***** Information given

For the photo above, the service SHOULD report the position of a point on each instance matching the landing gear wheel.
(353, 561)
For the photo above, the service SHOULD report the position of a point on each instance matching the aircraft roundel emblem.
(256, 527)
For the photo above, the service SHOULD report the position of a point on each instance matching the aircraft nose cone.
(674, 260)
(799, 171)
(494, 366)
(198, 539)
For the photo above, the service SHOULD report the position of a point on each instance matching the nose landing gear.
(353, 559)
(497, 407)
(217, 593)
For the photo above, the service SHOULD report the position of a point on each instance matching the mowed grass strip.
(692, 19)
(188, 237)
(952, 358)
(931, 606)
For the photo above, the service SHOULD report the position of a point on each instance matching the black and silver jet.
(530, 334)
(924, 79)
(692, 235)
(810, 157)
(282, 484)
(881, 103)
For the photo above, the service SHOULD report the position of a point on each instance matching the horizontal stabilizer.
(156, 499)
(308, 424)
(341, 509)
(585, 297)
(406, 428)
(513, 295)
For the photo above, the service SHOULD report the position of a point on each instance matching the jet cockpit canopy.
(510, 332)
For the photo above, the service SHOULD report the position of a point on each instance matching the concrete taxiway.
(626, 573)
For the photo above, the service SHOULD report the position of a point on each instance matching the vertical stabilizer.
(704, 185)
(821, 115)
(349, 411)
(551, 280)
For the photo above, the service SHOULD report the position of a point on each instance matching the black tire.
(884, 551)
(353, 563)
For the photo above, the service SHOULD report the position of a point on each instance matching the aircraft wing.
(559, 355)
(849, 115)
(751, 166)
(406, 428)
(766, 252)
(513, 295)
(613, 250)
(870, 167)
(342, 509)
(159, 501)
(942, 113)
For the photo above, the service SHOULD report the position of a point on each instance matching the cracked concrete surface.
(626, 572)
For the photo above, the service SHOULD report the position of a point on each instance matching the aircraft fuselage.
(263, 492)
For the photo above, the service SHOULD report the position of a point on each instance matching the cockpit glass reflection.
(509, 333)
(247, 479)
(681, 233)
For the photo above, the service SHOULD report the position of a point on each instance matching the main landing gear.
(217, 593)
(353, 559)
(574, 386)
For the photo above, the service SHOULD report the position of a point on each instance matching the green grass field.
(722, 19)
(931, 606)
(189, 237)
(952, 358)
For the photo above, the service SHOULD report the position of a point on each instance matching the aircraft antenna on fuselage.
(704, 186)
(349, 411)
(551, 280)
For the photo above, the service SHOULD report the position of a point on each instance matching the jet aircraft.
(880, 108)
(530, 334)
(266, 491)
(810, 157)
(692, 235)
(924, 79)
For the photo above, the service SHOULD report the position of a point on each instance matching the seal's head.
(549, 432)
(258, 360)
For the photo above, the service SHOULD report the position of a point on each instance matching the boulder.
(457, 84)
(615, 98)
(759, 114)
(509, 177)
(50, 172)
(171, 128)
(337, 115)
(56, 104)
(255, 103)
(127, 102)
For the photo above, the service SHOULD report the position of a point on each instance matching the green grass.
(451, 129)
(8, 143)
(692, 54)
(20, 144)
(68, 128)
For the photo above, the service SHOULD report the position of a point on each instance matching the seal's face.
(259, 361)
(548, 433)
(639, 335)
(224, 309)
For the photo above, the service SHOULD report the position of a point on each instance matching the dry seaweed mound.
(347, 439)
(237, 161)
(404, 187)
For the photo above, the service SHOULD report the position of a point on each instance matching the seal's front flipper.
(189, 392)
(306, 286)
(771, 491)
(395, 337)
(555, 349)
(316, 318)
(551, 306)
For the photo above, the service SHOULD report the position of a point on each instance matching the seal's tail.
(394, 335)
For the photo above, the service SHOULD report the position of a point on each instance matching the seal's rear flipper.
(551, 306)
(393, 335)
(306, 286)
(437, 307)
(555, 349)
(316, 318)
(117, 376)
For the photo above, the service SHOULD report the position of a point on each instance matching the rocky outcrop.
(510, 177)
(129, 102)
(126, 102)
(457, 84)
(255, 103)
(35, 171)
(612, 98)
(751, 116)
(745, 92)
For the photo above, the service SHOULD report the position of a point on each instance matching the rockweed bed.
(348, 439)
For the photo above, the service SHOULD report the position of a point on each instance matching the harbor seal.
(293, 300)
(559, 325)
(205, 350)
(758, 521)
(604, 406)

**********

● **What you have to do**
The answer must be an exact copy of every record above.

● **Exercise result**
For the photo above, the service SHOULD report the position of a point on each instance matching the landing gear wheel.
(353, 561)
For the photo above, the service SHOULD report the position of a point on each instance matching the aircraft roundel emblem.
(256, 527)
For the photo above, the service SHOULD report the position of a point on each instance matching the aircraft nose cone.
(674, 260)
(799, 171)
(494, 366)
(198, 539)
For the photo above, the service SHOULD report the position of a point on each instance matching the nose landing gear.
(353, 559)
(497, 407)
(217, 593)
For the photo above, the service SHOULD report the position of a point on each instance matching the mowed grass strip.
(692, 19)
(188, 237)
(952, 358)
(931, 606)
For the photo above, the service SHOULD report the position of a point on each instance matching the black and silver jet.
(530, 334)
(924, 79)
(692, 235)
(810, 157)
(282, 484)
(881, 103)
For the photo above, the service SHOULD report the position of a point on each instance matching the horizontal stabilizer.
(156, 499)
(308, 424)
(341, 509)
(585, 297)
(406, 428)
(513, 295)
For the photo above, the service SHOULD report the position of a point on each instance matching the jet cockpit canopy.
(510, 332)
For the photo above, the service SHOULD report the position of a point on each instance matching the concrete taxiway.
(626, 573)
For the photo above, the service SHOULD report the position of a point on each instance matching the vertical stabilizer.
(704, 185)
(821, 115)
(349, 411)
(551, 280)
For the photo above, the service SHOULD report the position of a point on each instance matching the black tire.
(884, 551)
(353, 563)
For the photo above, the service SHOULD report the position of a point on each instance matching the aircraft wing.
(559, 355)
(849, 115)
(751, 166)
(406, 428)
(766, 252)
(513, 295)
(613, 250)
(870, 167)
(342, 509)
(159, 501)
(942, 113)
For the photo above, the service SHOULD report the position of a point on each instance matching the cracked concrete surface.
(626, 572)
For the photo above, the service SHOULD report the position of a point on each instance matching the aircraft fuselage.
(263, 492)
For the photo above, the service SHOULD report the position of a point on each instance matching the cockpit glass reflection.
(509, 333)
(247, 479)
(681, 233)
For the photo above, the service SHOULD report the position of a point on each instance matching the main landing gear.
(217, 593)
(353, 559)
(574, 386)
For the photo above, the service SHOULD report the position of a point on each instance matching the green grass field.
(722, 19)
(931, 606)
(189, 237)
(952, 358)
For the photo above, the service SHOULD report the position of a point on each instance matching the aircraft antenna on fuselage.
(704, 186)
(349, 411)
(551, 280)
For the photo above, the service SHOULD report the position of a point on each instance matching the jet aircraft.
(880, 108)
(530, 334)
(266, 491)
(810, 157)
(692, 235)
(924, 79)
For the photo above, the service SHOULD report the position of a point on each instance matching the seal's head.
(549, 432)
(258, 360)
For the photo above, the service SHOULD report the position of a point on each instance matching the boulder.
(457, 84)
(615, 98)
(759, 114)
(509, 177)
(50, 172)
(171, 128)
(337, 115)
(56, 104)
(255, 103)
(127, 102)
For the photo above, the service SHOULD report the position of a point on each instance matching the green grass.
(451, 129)
(8, 143)
(692, 54)
(20, 144)
(68, 128)
For the photo above, the service SHOULD report the position of a point on each instance matching the seal's face.
(259, 361)
(548, 433)
(639, 335)
(224, 309)
For the photo above, the service SHOULD report the position of a point on each instance matching the dry seaweed mound.
(347, 439)
(237, 161)
(404, 187)
For the photo above, the service SHOULD report the position of a point on each instance matching the seal's front flipper.
(189, 392)
(306, 286)
(771, 491)
(395, 337)
(555, 349)
(316, 318)
(551, 306)
For the photo above, the service SHOULD report the position of a point on each instance matching the seal's tail.
(394, 335)
For the photo above, the service SHOULD report the position of a point on each instance matching the seal's rear flipper.
(551, 306)
(393, 335)
(306, 286)
(437, 307)
(555, 349)
(316, 318)
(117, 376)
For the photo above, the service SHOULD report the position of a point on each instance matching the rocky outcrop.
(510, 177)
(129, 102)
(126, 102)
(457, 84)
(255, 103)
(35, 171)
(612, 98)
(751, 116)
(745, 92)
For the photo above, the service SHOULD report the position of a point on each instance matching the rockweed bed.
(348, 439)
For the photo above, the service SHOULD report the position of a point on each instance matching the harbor seal.
(293, 300)
(559, 325)
(205, 350)
(758, 521)
(604, 406)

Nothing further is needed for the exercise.